What to do – Set down the records that follow exactly, every line of them.

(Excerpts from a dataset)

Segment Open

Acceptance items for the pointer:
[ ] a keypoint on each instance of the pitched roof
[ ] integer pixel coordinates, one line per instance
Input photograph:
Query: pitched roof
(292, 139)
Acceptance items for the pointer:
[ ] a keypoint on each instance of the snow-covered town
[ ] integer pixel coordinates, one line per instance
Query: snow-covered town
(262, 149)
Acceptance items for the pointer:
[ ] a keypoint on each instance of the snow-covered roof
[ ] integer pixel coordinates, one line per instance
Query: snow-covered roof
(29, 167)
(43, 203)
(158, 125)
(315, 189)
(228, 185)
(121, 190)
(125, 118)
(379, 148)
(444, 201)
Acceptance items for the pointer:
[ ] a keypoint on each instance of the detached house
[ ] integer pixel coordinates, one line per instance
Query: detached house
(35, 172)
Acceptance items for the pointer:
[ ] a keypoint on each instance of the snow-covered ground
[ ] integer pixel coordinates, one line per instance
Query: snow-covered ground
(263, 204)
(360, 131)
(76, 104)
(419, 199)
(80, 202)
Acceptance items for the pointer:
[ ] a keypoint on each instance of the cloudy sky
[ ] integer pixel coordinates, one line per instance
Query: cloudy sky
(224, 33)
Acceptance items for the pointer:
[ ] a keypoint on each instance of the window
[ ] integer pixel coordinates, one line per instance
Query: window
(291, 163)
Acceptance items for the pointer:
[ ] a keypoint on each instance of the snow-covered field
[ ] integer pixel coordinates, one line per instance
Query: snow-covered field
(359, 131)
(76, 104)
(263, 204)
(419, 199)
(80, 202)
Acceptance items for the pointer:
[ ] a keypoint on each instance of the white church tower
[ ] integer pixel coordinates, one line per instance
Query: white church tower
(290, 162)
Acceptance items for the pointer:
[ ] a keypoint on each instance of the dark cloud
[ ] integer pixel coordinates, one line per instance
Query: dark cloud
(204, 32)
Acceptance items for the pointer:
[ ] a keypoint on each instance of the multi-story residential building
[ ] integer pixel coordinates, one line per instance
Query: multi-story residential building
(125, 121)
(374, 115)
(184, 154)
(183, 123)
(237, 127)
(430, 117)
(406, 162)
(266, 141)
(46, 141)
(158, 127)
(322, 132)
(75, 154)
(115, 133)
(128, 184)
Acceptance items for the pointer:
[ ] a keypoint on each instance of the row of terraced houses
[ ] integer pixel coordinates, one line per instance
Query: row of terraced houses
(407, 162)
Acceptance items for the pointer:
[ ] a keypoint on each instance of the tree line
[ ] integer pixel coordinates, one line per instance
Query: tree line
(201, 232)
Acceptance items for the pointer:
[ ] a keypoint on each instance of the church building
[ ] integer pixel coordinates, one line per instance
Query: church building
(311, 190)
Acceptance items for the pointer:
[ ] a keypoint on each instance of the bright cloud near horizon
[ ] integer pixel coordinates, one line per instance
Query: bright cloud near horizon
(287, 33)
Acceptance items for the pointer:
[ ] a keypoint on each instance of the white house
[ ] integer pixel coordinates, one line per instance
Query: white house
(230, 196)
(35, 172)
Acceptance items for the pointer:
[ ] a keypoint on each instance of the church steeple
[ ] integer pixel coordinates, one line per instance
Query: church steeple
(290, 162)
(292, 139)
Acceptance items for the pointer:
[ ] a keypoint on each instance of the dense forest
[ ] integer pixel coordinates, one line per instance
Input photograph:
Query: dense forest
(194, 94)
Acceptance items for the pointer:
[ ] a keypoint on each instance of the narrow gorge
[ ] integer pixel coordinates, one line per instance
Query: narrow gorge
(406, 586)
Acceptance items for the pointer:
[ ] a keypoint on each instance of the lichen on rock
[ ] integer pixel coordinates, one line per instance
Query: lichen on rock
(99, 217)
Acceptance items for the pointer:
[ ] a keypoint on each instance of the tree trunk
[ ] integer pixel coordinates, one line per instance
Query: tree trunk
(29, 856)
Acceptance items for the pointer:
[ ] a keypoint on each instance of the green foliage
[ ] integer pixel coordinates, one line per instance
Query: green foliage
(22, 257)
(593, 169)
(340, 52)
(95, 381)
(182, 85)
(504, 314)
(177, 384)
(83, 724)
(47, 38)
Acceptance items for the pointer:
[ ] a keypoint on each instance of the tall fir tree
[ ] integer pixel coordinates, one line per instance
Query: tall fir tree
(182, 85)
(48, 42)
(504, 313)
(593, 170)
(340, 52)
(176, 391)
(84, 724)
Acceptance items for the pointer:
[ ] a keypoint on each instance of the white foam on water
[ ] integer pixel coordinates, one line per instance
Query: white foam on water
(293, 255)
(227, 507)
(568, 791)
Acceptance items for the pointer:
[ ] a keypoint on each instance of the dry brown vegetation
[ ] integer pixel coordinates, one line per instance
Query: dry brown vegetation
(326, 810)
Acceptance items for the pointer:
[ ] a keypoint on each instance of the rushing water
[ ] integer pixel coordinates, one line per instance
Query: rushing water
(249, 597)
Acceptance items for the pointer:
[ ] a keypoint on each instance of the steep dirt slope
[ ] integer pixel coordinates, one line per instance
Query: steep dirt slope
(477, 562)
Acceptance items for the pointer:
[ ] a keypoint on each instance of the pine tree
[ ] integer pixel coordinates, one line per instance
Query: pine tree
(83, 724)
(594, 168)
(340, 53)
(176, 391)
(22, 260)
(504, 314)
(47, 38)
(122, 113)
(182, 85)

Segment Closed

Exercise answer –
Acceptance items for the pointer:
[ ] a keypoint on each instance of the pitched roof
[ ] integer pixel coordinates, one line per instance
Input photograph:
Query: pitched roof
(292, 139)
Acceptance items for the pointer:
[ ] a keypoint on each instance of the snow-covered town
[ ] integer pixel coordinates, one line per instance
Query: snow-covered town
(262, 149)
Acceptance items for the pointer:
[ ] a keypoint on each instance of the snow-covered roof
[ ] integer pixel coordinates, one line per instance
Query: snow-covered roof
(29, 167)
(43, 203)
(158, 125)
(315, 189)
(228, 185)
(121, 190)
(125, 118)
(379, 148)
(444, 201)
Acceptance items for the pointer:
[ ] a keypoint on each instance of the detached house
[ ] integer pixel coordinates, one line per instance
Query: detached house
(35, 172)
Acceptance items for the pointer:
[ ] a keypoint on each instance of the snow-covered ground
[ ] integer pixel coordinates, one line per instance
Query: snow-covered ground
(263, 204)
(360, 131)
(76, 104)
(419, 199)
(80, 202)
Acceptance items for the pointer:
[ ] a keypoint on each instance of the cloudy sky
[ ] integer pixel coordinates, one line per instance
Query: cloudy sky
(224, 33)
Acceptance items for the pointer:
[ ] a keypoint on each instance of the window
[ ] integer pixel coordinates, one line per instance
Query: window
(291, 163)
Acceptance items for the pointer:
[ ] a keypoint on each instance of the snow-covered field
[ ] integer pixel coordinates, one line per instance
Query: snow-covered field
(359, 131)
(76, 104)
(263, 204)
(419, 199)
(80, 202)
Acceptance items for the pointer:
[ ] a keypoint on each instance of the white church tower
[ ] integer pixel coordinates, one line per instance
Query: white church tower
(290, 162)
Acceptance items for the pointer:
[ ] a keypoint on each instance of the dark cloud
[ ] integer pixel coordinates, one line per instance
Query: dark cloud
(204, 32)
Acceptance items for the pointer:
[ ] a keypoint on each instance of the multi-story residential building
[ ] integer pixel coordinates, one line per instance
Query: multi-story residential building
(125, 121)
(374, 115)
(184, 154)
(183, 123)
(237, 127)
(430, 117)
(406, 162)
(266, 141)
(46, 141)
(158, 127)
(322, 132)
(75, 154)
(115, 133)
(128, 184)
Acceptance items for the pointer:
[ ] a keypoint on each instance of the row of terraced houses
[ ] integer pixel coordinates, one line per instance
Query: row of terraced houses
(407, 162)
Acceptance items for the pointer:
[ ] a keypoint on each instance of the tree line
[ ] integer pixel coordinates, one line per instance
Query: tree line
(201, 232)
Acceptance items for the pointer:
[ ] a keypoint on each instance of the church building
[ ] integer pixel coordinates, one line per instance
Query: church building
(311, 190)
Acceptance items for the pointer:
[ ] a keypoint on each instance of the bright cloud near horizon
[ ] integer pixel coordinates, one line per instance
Query: bright cloud near horizon
(287, 33)
Acceptance items for the pointer:
[ ] a keypoint on each instance of the white house
[ ] integer pixel coordinates, one line per instance
Query: white house
(230, 196)
(35, 172)
Acceptance items for the pointer:
[ ] a keypoint on each instance of the church steeple
[ ] integer pixel coordinates, one line per instance
Query: church steeple
(290, 162)
(292, 139)
Acceptance items for the pointer:
[ ] a keypoint on each instance of the dense forest
[ ] integer pixel coordinates, one line per instance
Input photograph:
Query: dense forest
(194, 94)
Acceptance items for the pointer:
[ ] a keypoint on each instance of the narrow gorge
[ ] integer pixel coordinates, one line per instance
Query: narrow gorge
(406, 586)
Acceptance items for the pointer:
[ ] a keypoint on each instance of the lichen on rock
[ ] integer pixel coordinates, one line per instance
Query: lichen on rock
(99, 217)
Acceptance items for the pointer:
[ ] a keypoint on each instance of the tree trunk
[ ] integer pixel coordinates, one line per instance
Query: tree trunk
(29, 856)
Acceptance items for the pointer:
[ ] a keypoint on each instance of the green foliage
[ ] integer pixel coordinates, one line per instance
Query: green foliage
(22, 257)
(593, 169)
(340, 52)
(95, 381)
(182, 85)
(504, 314)
(177, 384)
(83, 724)
(47, 38)
Acceptance items for the pointer:
[ ] a keypoint on each instance of the tall fir tree
[ ] integer pixel coordinates, one line per instance
Query: tall fir tree
(182, 85)
(48, 42)
(504, 313)
(593, 170)
(340, 52)
(176, 391)
(84, 724)
Acceptance items for the pointer:
[ ] a keypoint on each instance of the white foam on water
[ ] integer pixel coordinates, one line per instance
Query: white foam on water
(293, 255)
(227, 507)
(568, 791)
Acceptance items for the pointer:
[ ] a keypoint on each instance of the dry brown vegetation
[ ] integer pixel coordinates, one line per instance
Query: dry brown vegetation
(326, 810)
Acceptance items for the pointer:
[ ] a keypoint on each instance of the rushing water
[ ] integer pixel coordinates, one line per instance
Query: rushing water
(249, 597)
Acceptance items for the pointer:
[ ] a keypoint on each instance of the steep dirt slope
[ ] integer pixel coordinates, one line per instance
Query: steep dirt slope
(477, 562)
Acceptance items for the pointer:
[ ] a keypoint on each instance of the pine tree
[ ] integer pixel coordinates, one line per instance
Query: pine tree
(83, 724)
(594, 168)
(340, 53)
(176, 391)
(22, 260)
(504, 314)
(47, 38)
(122, 113)
(182, 85)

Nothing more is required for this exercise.